═══ EXERCISE INPUT ═══
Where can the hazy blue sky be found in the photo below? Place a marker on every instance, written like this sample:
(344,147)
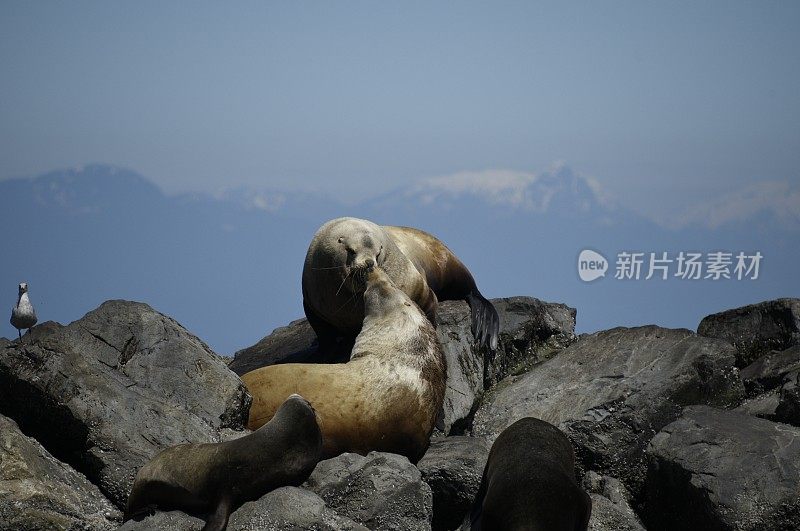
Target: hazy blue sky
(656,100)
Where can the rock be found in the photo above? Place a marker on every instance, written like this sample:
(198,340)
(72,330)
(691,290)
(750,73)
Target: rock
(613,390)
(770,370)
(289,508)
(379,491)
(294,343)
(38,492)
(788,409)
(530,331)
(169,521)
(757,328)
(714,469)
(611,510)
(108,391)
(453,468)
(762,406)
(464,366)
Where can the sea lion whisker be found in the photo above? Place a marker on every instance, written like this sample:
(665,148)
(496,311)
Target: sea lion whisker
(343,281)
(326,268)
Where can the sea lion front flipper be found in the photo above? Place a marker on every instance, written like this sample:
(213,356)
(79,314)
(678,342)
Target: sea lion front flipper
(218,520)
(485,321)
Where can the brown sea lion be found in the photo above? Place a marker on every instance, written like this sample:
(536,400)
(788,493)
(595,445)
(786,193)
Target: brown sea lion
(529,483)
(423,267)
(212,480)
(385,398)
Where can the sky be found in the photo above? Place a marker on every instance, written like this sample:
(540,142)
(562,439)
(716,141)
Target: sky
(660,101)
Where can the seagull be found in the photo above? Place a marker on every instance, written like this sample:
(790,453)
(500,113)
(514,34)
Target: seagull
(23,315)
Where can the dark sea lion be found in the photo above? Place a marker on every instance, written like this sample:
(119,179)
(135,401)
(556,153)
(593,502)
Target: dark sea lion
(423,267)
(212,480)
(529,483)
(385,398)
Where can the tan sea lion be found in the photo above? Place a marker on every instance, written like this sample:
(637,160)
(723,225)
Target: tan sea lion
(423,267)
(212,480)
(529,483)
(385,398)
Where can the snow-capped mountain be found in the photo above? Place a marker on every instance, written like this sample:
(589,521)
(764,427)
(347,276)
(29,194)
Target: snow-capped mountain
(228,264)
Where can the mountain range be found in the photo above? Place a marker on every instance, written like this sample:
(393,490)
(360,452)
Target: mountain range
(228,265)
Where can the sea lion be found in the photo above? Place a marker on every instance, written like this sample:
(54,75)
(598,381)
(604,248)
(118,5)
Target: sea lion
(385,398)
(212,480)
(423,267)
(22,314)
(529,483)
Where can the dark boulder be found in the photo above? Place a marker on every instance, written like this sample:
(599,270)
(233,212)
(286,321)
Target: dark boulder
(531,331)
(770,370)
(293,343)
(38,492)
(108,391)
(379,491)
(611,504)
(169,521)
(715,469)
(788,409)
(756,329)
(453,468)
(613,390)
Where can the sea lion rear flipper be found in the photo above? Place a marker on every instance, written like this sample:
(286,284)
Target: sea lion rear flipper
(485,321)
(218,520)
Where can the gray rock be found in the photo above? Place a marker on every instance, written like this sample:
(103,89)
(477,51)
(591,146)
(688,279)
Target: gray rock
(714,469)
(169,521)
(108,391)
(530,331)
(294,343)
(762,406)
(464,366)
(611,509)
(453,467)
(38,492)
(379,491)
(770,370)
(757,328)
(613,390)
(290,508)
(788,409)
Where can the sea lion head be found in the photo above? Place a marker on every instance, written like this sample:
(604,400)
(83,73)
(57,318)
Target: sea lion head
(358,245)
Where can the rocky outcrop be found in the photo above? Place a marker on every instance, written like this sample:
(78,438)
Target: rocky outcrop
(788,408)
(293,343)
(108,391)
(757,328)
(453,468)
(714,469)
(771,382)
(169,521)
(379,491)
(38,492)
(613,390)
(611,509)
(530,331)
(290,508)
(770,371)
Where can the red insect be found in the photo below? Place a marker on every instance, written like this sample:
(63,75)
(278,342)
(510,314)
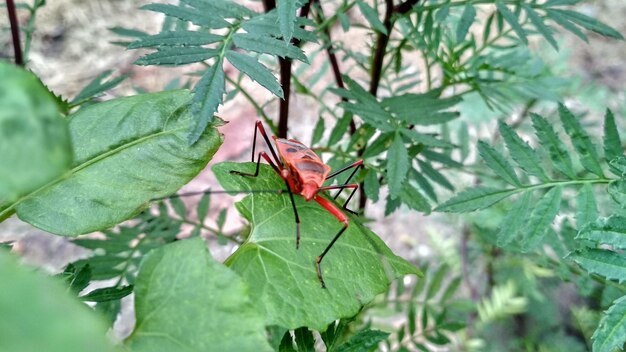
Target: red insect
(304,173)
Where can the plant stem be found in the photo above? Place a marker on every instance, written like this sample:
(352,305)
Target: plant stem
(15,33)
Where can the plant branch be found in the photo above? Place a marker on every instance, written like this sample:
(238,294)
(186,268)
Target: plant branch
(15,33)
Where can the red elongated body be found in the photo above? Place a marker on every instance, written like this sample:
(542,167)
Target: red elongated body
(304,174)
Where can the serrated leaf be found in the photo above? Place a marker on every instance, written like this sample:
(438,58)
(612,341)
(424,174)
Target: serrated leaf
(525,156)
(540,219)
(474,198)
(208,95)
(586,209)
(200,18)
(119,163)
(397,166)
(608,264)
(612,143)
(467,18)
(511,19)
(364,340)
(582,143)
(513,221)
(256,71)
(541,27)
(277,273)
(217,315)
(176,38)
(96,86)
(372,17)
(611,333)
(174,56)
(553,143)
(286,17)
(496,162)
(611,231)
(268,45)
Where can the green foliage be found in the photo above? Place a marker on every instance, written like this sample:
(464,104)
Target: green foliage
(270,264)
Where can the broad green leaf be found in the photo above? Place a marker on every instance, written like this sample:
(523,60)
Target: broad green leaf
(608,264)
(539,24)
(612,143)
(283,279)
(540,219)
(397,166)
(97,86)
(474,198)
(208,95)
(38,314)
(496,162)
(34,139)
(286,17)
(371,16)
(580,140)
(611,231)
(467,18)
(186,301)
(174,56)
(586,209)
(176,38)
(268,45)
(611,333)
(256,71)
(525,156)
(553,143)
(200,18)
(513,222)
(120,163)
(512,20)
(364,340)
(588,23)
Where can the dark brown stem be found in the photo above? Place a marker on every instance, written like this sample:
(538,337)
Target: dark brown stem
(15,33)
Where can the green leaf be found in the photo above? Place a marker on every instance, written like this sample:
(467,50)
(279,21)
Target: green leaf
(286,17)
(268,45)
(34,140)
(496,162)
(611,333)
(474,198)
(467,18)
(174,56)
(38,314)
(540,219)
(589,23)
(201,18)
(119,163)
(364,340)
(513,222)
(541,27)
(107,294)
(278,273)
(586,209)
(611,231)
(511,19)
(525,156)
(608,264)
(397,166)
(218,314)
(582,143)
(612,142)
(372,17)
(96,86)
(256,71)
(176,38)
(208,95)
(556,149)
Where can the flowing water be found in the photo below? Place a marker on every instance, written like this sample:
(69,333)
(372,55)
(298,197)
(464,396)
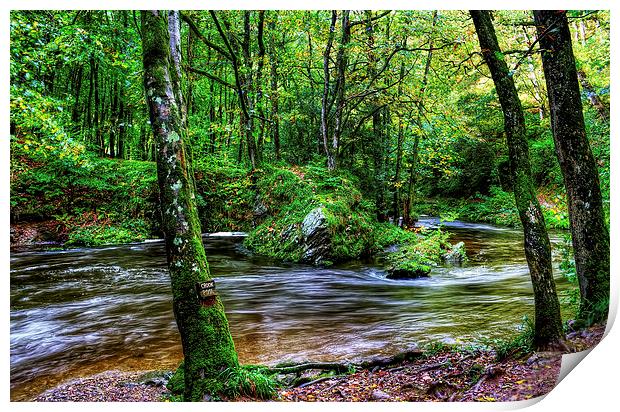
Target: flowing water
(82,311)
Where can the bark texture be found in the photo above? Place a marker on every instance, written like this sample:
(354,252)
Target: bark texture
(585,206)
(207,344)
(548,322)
═══
→ **THE EXERCISE**: Copy all of the lines above word for word, leaving out the pictures.

→ **TASK RESULT**:
Where can the hazy blue sky be found in the photo below? Place a marker on every instance, written like this sample:
(344,147)
Target: hazy blue sky
(656,100)
Where can the rock be found in the photo above? Place a marker on every instance, written like this sample:
(198,340)
(72,330)
(691,290)
(750,73)
Target: rock
(613,390)
(770,370)
(289,508)
(379,491)
(294,343)
(38,492)
(788,409)
(530,331)
(169,521)
(757,328)
(714,469)
(611,510)
(108,391)
(453,468)
(762,406)
(464,366)
Where can the sea lion whisker be found in the photo above? Place a marker on every instance, written like this sample:
(665,148)
(496,311)
Target: sea lion whisker
(343,281)
(326,268)
Where can the sea lion front flipper be found in the photo above? Place a marker on every instance, written like this sample:
(213,356)
(79,314)
(678,342)
Target: sea lion front flipper
(218,520)
(485,321)
Where can the brown sea lion be found in the photo above? Place a marker on every instance, written like this sample:
(536,400)
(788,493)
(595,445)
(786,193)
Target: brown sea lion
(529,483)
(423,267)
(212,480)
(385,398)
Where can the sky be found in the photo above? Place a marker on every instance, written like this sample:
(540,142)
(562,439)
(716,141)
Target: sky
(660,101)
Where can the seagull be found in the photo above? Place a marker on every instance, written like this sample:
(790,453)
(500,113)
(514,34)
Target: seagull
(23,315)
Where can the dark sea lion be found in the photo above? Place a marker on every instance, written like this sample:
(119,179)
(135,401)
(556,153)
(593,502)
Target: dark sea lion
(423,267)
(212,480)
(529,483)
(385,398)
Where can the tan sea lion be found in the photo above? Place a marker on every instance, written like this sample:
(637,160)
(723,225)
Target: tan sea lion
(423,267)
(212,480)
(529,483)
(385,398)
Where can the snow-capped mountain be found in the photo above? Place a marker on every instance, written like this sample:
(589,521)
(764,427)
(347,276)
(29,194)
Target: snow-capped mountain
(228,264)
Where can the mountain range be found in the photo above? Place a marker on every instance, written like this sample:
(393,490)
(360,452)
Target: mountain range
(228,265)
Where can the sea lion be found in the photo above? Place a marker on every instance, written like this sample:
(54,75)
(598,381)
(604,248)
(118,5)
Target: sea lion
(385,398)
(212,480)
(423,267)
(22,314)
(529,483)
Where can the dark boulder be found in the photo above? Place a marker on every instance, written like this sample:
(599,270)
(233,212)
(286,321)
Target: dark boulder
(531,331)
(770,370)
(293,343)
(38,492)
(108,391)
(379,491)
(611,504)
(169,521)
(715,469)
(788,409)
(756,329)
(453,468)
(613,390)
Where can the sea lion rear flipper be found in the photo above? Place a marker on every instance, written like this sample:
(286,284)
Target: sea lion rear flipper
(485,321)
(218,520)
Where can the gray rock be found in the photo above? Place a marker on every instance, written like this sample:
(103,89)
(477,51)
(591,146)
(688,279)
Target: gray rock
(714,469)
(169,521)
(108,391)
(530,331)
(294,343)
(762,406)
(464,366)
(611,509)
(453,467)
(38,492)
(379,491)
(770,370)
(757,328)
(613,390)
(290,508)
(788,409)
Where can the sea lion head be found in the photo above? Place a marker on every instance, written like this sample:
(604,400)
(83,73)
(57,318)
Target: sea lion head
(358,245)
Where can the rocky outcrop be found in the photo above? Place a marker on every instance, written like this sample:
(78,438)
Target: rocky outcrop
(788,408)
(293,343)
(108,391)
(757,328)
(453,468)
(714,469)
(771,382)
(169,521)
(379,491)
(38,492)
(613,390)
(611,509)
(530,331)
(290,508)
(770,371)
Where can the red insect be found in the photo below? Place a marker on every instance, written like this sample:
(63,75)
(278,342)
(510,314)
Target: red insect
(304,173)
Where can the plant stem be found in the photo above? Place a marker on every instance, written like this sample:
(352,305)
Target: plant stem
(15,33)
Where can the plant branch be found in the photo above? Place a marker on every instance, written like this sample:
(238,294)
(186,268)
Target: plant branch
(15,33)
Where can the red elongated body be found in the photo above? Place a marker on every instance, written like this sample:
(542,167)
Target: red elongated body
(304,174)
Where can the serrated leaf be found in the photo above? Place a marker on every instance, written like this sample:
(438,58)
(612,341)
(424,174)
Target: serrated leaf
(525,156)
(540,219)
(474,198)
(208,95)
(586,209)
(200,18)
(119,163)
(397,166)
(608,264)
(612,143)
(467,18)
(511,19)
(364,340)
(582,143)
(513,221)
(256,71)
(541,27)
(277,273)
(217,315)
(176,38)
(96,86)
(372,17)
(611,333)
(174,56)
(553,143)
(286,17)
(496,162)
(611,231)
(268,45)
Where can the green foliage be found in the photo above? Place a marker on every instance, written like this sample:
(464,104)
Target: green foliage
(270,264)
Where can the broad green leaf be found in the photo above? Place a marker on every instance, written like this sample:
(523,60)
Target: broad green leaf
(608,264)
(539,24)
(612,143)
(283,279)
(540,219)
(397,166)
(97,86)
(474,198)
(208,95)
(38,314)
(496,162)
(34,139)
(286,17)
(371,16)
(580,140)
(611,231)
(467,18)
(186,301)
(174,56)
(586,209)
(176,38)
(268,45)
(611,333)
(256,71)
(525,156)
(553,143)
(200,18)
(513,222)
(120,163)
(512,20)
(364,340)
(588,23)
Where can the dark brown stem be found in the photo above? Place a marker on every instance, written like this sample:
(538,337)
Target: dark brown stem
(15,33)
Where can the green leaf be found in the photo above? Place a marker on every instance, written like this sample:
(467,50)
(279,21)
Target: green leaf
(286,17)
(268,45)
(34,140)
(496,162)
(611,333)
(474,198)
(467,18)
(174,56)
(38,314)
(540,219)
(589,23)
(201,18)
(119,163)
(364,340)
(513,222)
(541,27)
(107,294)
(278,273)
(586,209)
(611,231)
(511,19)
(525,156)
(608,264)
(397,166)
(218,314)
(582,143)
(612,142)
(372,17)
(96,86)
(256,71)
(176,38)
(208,95)
(556,149)
Where can the flowing water be found in the photo below? Place a marker on every instance, written like this sample:
(69,333)
(372,55)
(298,197)
(464,396)
Target: flowing water
(82,311)
Where can the bark texture be found in the photo above? Place a marker on every instance, written like this sample:
(354,252)
Target: bark texture
(585,206)
(207,344)
(548,322)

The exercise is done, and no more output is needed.